══ DATA RECORDS
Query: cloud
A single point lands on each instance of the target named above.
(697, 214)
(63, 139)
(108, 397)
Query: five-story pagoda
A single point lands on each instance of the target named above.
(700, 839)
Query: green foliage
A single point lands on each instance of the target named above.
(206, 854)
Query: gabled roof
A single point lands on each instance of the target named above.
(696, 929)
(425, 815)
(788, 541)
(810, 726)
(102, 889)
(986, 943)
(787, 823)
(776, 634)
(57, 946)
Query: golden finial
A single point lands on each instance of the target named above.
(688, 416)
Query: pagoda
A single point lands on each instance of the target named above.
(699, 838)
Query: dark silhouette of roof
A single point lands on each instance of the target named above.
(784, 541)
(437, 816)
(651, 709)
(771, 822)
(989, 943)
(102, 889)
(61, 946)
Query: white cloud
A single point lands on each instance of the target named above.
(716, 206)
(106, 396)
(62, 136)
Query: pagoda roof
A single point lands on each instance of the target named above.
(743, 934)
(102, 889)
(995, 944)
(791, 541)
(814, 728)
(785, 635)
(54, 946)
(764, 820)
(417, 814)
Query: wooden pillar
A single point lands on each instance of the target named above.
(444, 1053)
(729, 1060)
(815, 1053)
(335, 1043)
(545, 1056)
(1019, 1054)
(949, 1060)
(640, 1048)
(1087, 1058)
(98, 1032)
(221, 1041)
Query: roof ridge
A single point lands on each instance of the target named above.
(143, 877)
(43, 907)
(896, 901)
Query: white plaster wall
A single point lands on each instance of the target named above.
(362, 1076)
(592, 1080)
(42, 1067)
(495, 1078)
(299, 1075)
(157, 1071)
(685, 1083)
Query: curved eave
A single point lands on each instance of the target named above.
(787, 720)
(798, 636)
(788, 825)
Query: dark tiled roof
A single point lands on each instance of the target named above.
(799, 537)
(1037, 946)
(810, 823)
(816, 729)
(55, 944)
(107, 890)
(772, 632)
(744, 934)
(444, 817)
════
* _WRITTEN TASK_:
Quote the entire listing above verbatim, from its first line through its last.

* _OUTPUT_:
Query: cloud
A single point lands on each instance of the target named above.
(697, 214)
(63, 139)
(108, 397)
Query: five-story pagoda
A single point lands on each instance of the target named above.
(700, 839)
Query: green foliage
A single point lands on each instance of the target named above.
(206, 854)
Query: gabled roof
A single point lands on each instance of the target named above.
(696, 929)
(425, 815)
(788, 541)
(810, 726)
(102, 889)
(986, 943)
(787, 823)
(776, 634)
(57, 946)
Query: golden finial
A single point lands on each instance of the target named above.
(688, 416)
Query: pagoda
A single point lands on each instance of the target named above.
(699, 838)
Query: dark silhouette of roof
A single point lands on each instance of the target named above.
(784, 541)
(437, 816)
(651, 709)
(771, 822)
(989, 943)
(102, 889)
(61, 946)
Query: white cloud
A single point lands on each instance of the target named above.
(716, 206)
(106, 396)
(62, 136)
Query: pagoda roof
A single point lands on each instance of the target named above.
(743, 934)
(102, 889)
(995, 944)
(791, 541)
(814, 728)
(785, 635)
(54, 946)
(764, 820)
(417, 814)
Query: wooden pillar
A single point lands on each instance of the target named above.
(444, 1053)
(729, 1060)
(815, 1053)
(335, 1043)
(545, 1056)
(1019, 1054)
(949, 1060)
(640, 1048)
(1087, 1058)
(98, 1032)
(221, 1041)
Query: roof ridge
A single point lands on each instance of the target named above.
(143, 877)
(43, 907)
(896, 901)
Query: white plaster wall
A single point lands on each instance of the target named above.
(362, 1076)
(592, 1080)
(42, 1067)
(495, 1078)
(299, 1075)
(157, 1071)
(685, 1083)
Query: curved eave
A single point lands on each instance of the target named above.
(787, 720)
(798, 636)
(788, 825)
Query: dark tiled roof
A single point lands on each instance of the target named above.
(799, 537)
(1037, 946)
(810, 823)
(816, 729)
(55, 944)
(107, 890)
(772, 632)
(744, 934)
(444, 817)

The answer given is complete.